▸ **Dataset excerpts**:
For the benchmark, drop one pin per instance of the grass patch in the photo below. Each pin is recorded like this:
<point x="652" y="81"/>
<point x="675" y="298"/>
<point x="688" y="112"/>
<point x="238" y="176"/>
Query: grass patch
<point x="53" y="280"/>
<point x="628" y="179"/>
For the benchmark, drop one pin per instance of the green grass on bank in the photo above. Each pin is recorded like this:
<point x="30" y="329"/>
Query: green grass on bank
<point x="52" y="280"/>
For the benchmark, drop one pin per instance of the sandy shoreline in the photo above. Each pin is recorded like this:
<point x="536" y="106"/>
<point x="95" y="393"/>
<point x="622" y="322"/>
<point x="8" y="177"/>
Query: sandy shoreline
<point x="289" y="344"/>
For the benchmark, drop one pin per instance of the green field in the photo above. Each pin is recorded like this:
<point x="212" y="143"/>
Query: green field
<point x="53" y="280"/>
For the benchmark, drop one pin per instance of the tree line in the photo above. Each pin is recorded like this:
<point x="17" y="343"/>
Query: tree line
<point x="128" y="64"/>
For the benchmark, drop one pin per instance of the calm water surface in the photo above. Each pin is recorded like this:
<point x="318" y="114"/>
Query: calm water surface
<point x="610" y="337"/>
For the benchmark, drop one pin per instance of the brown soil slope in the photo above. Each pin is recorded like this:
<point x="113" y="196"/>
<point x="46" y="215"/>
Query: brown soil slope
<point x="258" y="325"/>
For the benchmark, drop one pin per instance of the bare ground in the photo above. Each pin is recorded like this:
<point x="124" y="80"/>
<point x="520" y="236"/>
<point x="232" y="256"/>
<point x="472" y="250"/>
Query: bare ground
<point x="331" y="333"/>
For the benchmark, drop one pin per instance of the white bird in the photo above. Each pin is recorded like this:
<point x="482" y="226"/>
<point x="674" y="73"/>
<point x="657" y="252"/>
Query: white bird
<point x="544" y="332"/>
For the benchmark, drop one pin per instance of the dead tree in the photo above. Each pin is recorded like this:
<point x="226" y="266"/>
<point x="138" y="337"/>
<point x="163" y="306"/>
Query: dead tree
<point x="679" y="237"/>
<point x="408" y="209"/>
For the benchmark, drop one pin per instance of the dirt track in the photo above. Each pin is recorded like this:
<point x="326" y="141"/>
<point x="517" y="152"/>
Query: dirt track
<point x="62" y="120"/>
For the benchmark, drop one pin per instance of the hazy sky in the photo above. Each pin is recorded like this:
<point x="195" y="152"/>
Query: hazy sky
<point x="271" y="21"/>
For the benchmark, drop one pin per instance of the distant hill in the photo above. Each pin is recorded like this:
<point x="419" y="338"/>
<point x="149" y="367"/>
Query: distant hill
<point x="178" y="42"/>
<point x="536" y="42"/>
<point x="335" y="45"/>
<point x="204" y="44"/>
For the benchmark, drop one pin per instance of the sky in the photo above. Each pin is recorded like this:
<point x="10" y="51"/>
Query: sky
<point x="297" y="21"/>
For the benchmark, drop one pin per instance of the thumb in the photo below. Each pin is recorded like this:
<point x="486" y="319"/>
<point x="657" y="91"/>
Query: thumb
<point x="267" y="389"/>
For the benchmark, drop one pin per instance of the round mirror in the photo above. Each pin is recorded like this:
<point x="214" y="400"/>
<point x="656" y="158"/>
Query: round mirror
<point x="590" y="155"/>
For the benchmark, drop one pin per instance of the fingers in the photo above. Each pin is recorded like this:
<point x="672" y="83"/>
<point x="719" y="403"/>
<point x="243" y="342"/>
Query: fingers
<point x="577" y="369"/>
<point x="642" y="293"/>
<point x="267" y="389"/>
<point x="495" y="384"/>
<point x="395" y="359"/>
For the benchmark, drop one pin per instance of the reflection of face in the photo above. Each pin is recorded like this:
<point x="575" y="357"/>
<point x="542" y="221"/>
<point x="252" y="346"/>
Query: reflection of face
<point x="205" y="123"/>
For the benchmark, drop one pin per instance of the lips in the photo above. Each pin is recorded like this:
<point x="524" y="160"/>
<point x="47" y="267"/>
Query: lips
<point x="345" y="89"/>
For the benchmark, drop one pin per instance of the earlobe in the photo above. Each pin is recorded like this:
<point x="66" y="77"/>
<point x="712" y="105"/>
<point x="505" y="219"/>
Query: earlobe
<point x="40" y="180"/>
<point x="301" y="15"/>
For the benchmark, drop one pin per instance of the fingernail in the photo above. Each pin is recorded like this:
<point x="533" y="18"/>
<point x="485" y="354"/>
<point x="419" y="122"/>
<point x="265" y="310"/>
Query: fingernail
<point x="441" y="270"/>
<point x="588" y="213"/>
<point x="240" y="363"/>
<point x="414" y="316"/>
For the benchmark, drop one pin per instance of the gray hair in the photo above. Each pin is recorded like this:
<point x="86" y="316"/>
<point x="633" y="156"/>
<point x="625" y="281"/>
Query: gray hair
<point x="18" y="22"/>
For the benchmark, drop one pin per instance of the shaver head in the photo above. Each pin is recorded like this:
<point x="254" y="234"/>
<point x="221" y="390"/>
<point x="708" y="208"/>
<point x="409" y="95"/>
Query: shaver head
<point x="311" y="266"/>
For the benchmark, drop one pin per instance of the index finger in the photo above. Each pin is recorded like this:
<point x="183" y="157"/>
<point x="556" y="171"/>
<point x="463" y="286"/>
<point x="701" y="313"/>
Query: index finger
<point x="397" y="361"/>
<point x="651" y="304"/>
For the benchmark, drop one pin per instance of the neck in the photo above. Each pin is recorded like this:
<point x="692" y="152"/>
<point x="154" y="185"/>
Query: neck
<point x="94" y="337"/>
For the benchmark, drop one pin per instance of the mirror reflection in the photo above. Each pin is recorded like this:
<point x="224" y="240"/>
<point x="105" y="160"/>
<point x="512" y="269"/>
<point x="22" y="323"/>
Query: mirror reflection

▸ **What to produce**: Can you rewrite the material from the line containing "For the benchmark, drop one pin per instance of the neck" through its last line, inclusive, changing "mirror reflection" to "reflected image" and leaving everything else as it stands?

▸ **Result of this task**:
For the benchmark, drop one pin per instance of the neck in the photo above. Each pin is recorded like this:
<point x="692" y="152"/>
<point x="154" y="185"/>
Query: neck
<point x="94" y="337"/>
For the benchmark, drop one pin per instance of the reflected image in the photo above. Each pin is recorded like this:
<point x="224" y="240"/>
<point x="105" y="160"/>
<point x="512" y="269"/>
<point x="22" y="323"/>
Query: reflected image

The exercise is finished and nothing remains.